TEXTO DE LEITURA
Um país desequilibrado e em ambiente recessivo

27/01/2011
Colocado por: massamonetaria

Nota do editor: No “Reacção dos Economistas” pode ler, sem edição do Negócios, a análise aos principais indicadores económicos pelos gabinetes de estudos do Montepio, Millennium BCP, BPI e NECEP (Universidade Católica), isto sem prejuízo de outras contribuições menos regulares. Esta é parte da “matéria-prima” com que o Negócios trabalha e que agora fica também ao seu dispor.  

 

Os indicadores de confiança do INE e da Comissão Europeia divulgados hoje traçam um cenário negro para a economia nacional. Rui Bernardes Serra, economista-chefe do Montepio, Barbara Marques, do Millennium BCP e especialistas dos departamentos de estudos do BPI e NECEP analisam os indicadores de confiança e de sentimento económico da Comissão e INE.

MATERIAL FORNECIDO
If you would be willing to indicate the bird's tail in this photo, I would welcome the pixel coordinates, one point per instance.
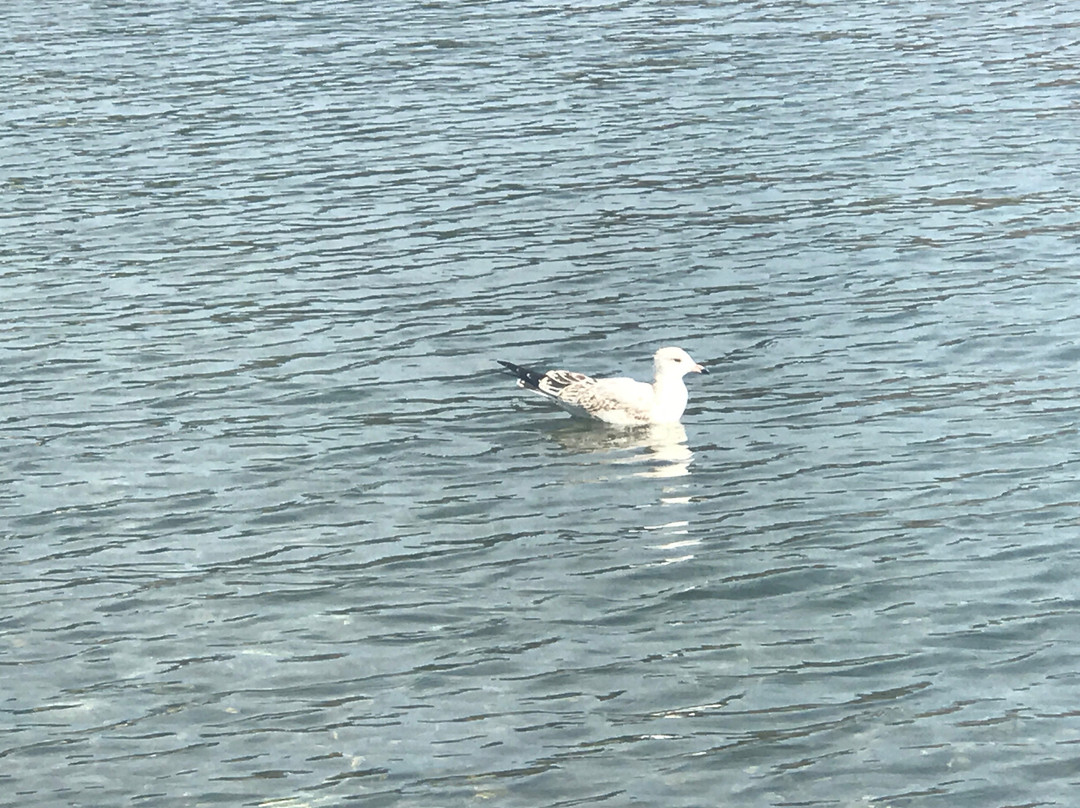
(526, 377)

PROBLEMAS A RESOLVER
**a.** No texto sobre a economia nacional, quem é o economista-chefe do Montepio?
**b.** Troque "cenário negro" por "cenário sombrio" no texto sobre a economia nacional e reescreva a parte que abre com as palavras "Os indicadores de confiança do" e fecha com "Comissão e INE.".
**c.** Prossiga o texto sobre a economia nacional em ambiente recessivo a partir do ponto em que ele termina.

AS RESPOSTAS
**a.** Rui Bernardes Serra.

**b.**
Os indicadores de confiança do INE e da Comissão Europeia divulgados hoje traçam um cenário sombrio para a economia nacional. Rui Bernardes Serra, economista-chefe do Montepio, Barbara Marques, do Millennium BCP e especialistas dos departamentos de estudos do BPI e NECEP analisam os indicadores de confiança e de sentimento económico da Comissão e INE.

**c.**
Gabinete de estudos do BPI

1. Em Portugal, tanto o indicador de clima económico como o indicador de confiança dos consumidores registaram uma queda em Janeiro. O primeiro diminuiu de -1 para -1.2 pontos e evidencia evoluções sectoriais opostas: enquanto que a confiança diminuiu nos sectores da construção e dos serviços, houve uma melhoria do sentimento nos sectores do comércio e da indústria transformadora. A confiança dos consumidores diminuiu para os -50.6 pontos, o que é um valor próximo do mínimo histórico que ocorreu em Março de 2009.

 

2. Na zona euro, o sentimento económico diminuiu 0.1 pontos em Janeiro para os 106.5, o que é inferior aos 107 esperados. Este ligeiro declínio ocorre após 7 meses de subidas consecutivas deste indicador e quando o sentimento económico no bloco está bem acima da sua média de longo prazo. A confiança dos consumidores e dos sectores dos serviços e do comércio foram as componentes que registaram uma queda em Janeiro. O relatório mostra ainda uma subida significativa nas expectativas de inflação a 12 meses por parte dos consumidores.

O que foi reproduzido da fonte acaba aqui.